◆ **Dataset entries**:
--------------------------------

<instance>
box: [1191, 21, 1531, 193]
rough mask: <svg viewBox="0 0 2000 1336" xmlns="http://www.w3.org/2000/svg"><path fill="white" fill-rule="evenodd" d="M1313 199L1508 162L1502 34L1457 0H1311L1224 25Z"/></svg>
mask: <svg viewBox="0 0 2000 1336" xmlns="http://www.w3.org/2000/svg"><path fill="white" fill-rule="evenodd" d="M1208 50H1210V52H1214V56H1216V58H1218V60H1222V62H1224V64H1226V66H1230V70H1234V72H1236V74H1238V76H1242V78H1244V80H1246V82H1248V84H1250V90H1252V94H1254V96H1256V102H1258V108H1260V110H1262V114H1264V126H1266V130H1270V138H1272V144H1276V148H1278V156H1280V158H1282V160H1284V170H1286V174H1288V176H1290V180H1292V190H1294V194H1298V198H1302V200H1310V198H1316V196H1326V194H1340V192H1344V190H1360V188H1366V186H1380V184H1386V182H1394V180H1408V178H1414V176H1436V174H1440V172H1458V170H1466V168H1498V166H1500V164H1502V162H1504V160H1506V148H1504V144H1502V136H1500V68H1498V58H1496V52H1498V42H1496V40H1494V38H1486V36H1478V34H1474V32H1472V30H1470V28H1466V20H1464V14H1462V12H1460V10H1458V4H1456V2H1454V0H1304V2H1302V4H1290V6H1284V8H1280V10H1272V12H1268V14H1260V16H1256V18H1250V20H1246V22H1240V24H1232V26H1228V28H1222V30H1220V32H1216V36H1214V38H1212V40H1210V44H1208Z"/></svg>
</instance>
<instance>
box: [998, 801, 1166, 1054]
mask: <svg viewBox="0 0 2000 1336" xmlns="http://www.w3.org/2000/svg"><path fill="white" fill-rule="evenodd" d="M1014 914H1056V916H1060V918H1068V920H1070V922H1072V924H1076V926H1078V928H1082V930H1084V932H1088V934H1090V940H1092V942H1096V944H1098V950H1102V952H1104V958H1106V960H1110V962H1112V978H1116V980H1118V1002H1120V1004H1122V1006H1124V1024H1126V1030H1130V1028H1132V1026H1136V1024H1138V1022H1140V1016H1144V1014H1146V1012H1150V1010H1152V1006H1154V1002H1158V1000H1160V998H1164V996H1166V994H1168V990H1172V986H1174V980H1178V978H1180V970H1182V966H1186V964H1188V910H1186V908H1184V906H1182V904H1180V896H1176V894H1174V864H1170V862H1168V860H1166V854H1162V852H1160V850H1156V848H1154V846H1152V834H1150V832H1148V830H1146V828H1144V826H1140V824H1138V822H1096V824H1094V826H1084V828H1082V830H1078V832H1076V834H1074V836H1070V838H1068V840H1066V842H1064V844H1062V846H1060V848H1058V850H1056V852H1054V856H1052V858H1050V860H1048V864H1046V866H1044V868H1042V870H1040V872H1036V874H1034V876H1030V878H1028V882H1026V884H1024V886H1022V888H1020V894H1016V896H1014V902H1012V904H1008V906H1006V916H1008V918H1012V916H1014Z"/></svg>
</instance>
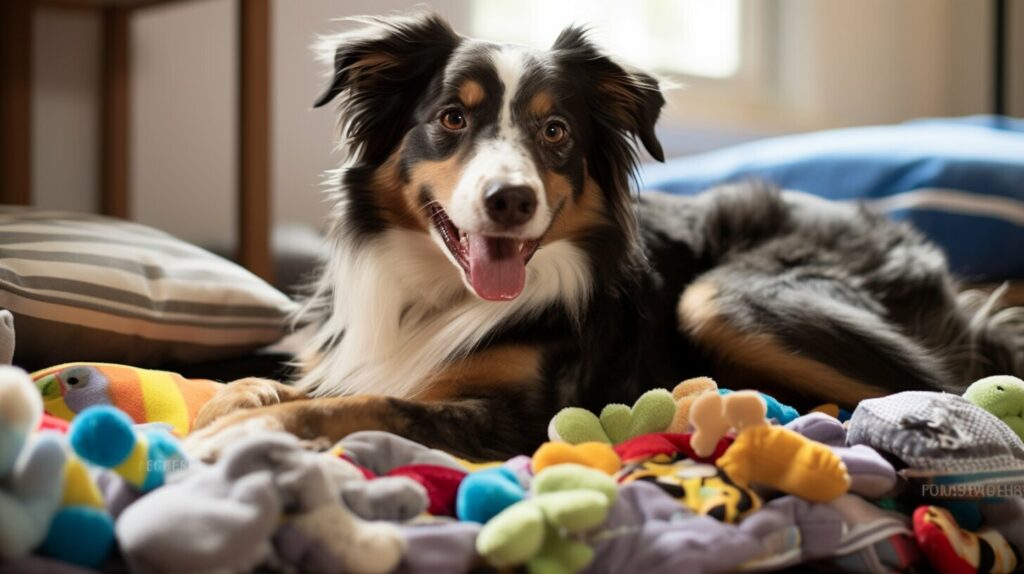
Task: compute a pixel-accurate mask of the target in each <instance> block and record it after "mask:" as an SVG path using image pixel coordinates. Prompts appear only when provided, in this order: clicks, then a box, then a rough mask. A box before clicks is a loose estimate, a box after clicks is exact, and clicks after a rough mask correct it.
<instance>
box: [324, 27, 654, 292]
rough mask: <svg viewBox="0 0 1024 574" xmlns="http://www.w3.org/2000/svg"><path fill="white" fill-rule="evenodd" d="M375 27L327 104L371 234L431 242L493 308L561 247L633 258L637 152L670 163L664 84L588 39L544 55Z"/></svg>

--------------------------------

◆ **Work to complete**:
Transcribe every entry above exactly as it stands, but skip the images.

◆ **Result for this task**:
<instance>
box: [1191, 21, 1531, 193]
rough mask: <svg viewBox="0 0 2000 1336" xmlns="http://www.w3.org/2000/svg"><path fill="white" fill-rule="evenodd" d="M1313 199L1508 162L1502 34L1457 0H1311L1224 25Z"/></svg>
mask: <svg viewBox="0 0 2000 1336" xmlns="http://www.w3.org/2000/svg"><path fill="white" fill-rule="evenodd" d="M1208 50H1210V52H1214V56H1216V58H1218V60H1222V62H1224V64H1226V66H1230V70H1234V72H1236V74H1238V76H1242V78H1244V80H1246V82H1248V84H1250V90H1252V94H1254V96H1256V102H1258V108H1260V110H1262V114H1264V126H1266V130H1270V138H1272V144H1276V148H1278V156H1280V158H1282V160H1284V170H1286V174H1288V176H1290V180H1292V190H1294V194H1298V198H1302V200H1310V198H1316V196H1326V194H1340V192H1344V190H1360V188H1366V186H1380V184H1386V182H1394V180H1408V178H1414V176H1436V174H1440V172H1458V170H1466V168H1498V166H1500V164H1502V162H1504V160H1506V148H1504V144H1502V136H1500V68H1498V58H1496V52H1498V42H1496V40H1494V38H1486V36H1478V34H1474V32H1472V30H1470V28H1466V20H1464V14H1462V12H1460V10H1458V4H1456V2H1454V0H1304V2H1302V4H1290V6H1284V8H1280V10H1272V12H1268V14H1260V16H1256V18H1250V20H1246V22H1240V24H1232V26H1228V28H1222V30H1220V32H1216V36H1214V38H1212V40H1210V44H1208Z"/></svg>
</instance>
<instance>
box: [998, 801, 1166, 1054]
mask: <svg viewBox="0 0 2000 1336" xmlns="http://www.w3.org/2000/svg"><path fill="white" fill-rule="evenodd" d="M1014 914H1056V916H1060V918H1068V920H1070V922H1072V924H1076V926H1078V928H1082V930H1084V932H1088V934H1090V940H1092V942H1096V944H1098V950H1102V952H1104V958H1106V960H1110V962H1112V978H1116V980H1118V1002H1120V1004H1122V1006H1124V1024H1126V1030H1130V1028H1132V1026H1136V1024H1138V1022H1140V1016H1144V1014H1146V1012H1150V1010H1152V1006H1154V1002H1158V1000H1160V998H1164V996H1166V994H1168V990H1172V986H1174V980H1178V978H1180V970H1182V966H1186V964H1188V910H1186V908H1184V906H1182V904H1180V896H1176V894H1174V864H1170V862H1168V860H1166V854H1162V852H1160V850H1156V848H1154V846H1152V834H1150V832H1148V830H1146V828H1144V826H1140V824H1138V822H1096V824H1094V826H1084V828H1082V830H1078V832H1076V834H1074V836H1070V838H1068V840H1066V842H1064V844H1062V846H1060V848H1058V850H1056V852H1054V856H1052V858H1050V860H1048V864H1046V866H1044V868H1042V870H1040V872H1036V874H1034V876H1030V878H1028V882H1026V884H1024V886H1022V888H1020V894H1016V896H1014V902H1012V904H1008V906H1006V916H1008V918H1012V916H1014Z"/></svg>
</instance>
Task: compute a pixel-accurate mask of the target in each <instance> block and record it after "mask:" as an SVG path using image pixel coordinates. Prompts appear only when provided, in this order: clicks, then a box, then a rough mask. A box before clicks is a loose estimate, a box after clicks is exact, and clicks after a rough mask correct it.
<instance>
box: [324, 27, 654, 292]
rough mask: <svg viewBox="0 0 1024 574" xmlns="http://www.w3.org/2000/svg"><path fill="white" fill-rule="evenodd" d="M375 27L327 104L371 234L431 242L493 308L561 247L633 258L637 152L670 163L664 84L588 39L544 55Z"/></svg>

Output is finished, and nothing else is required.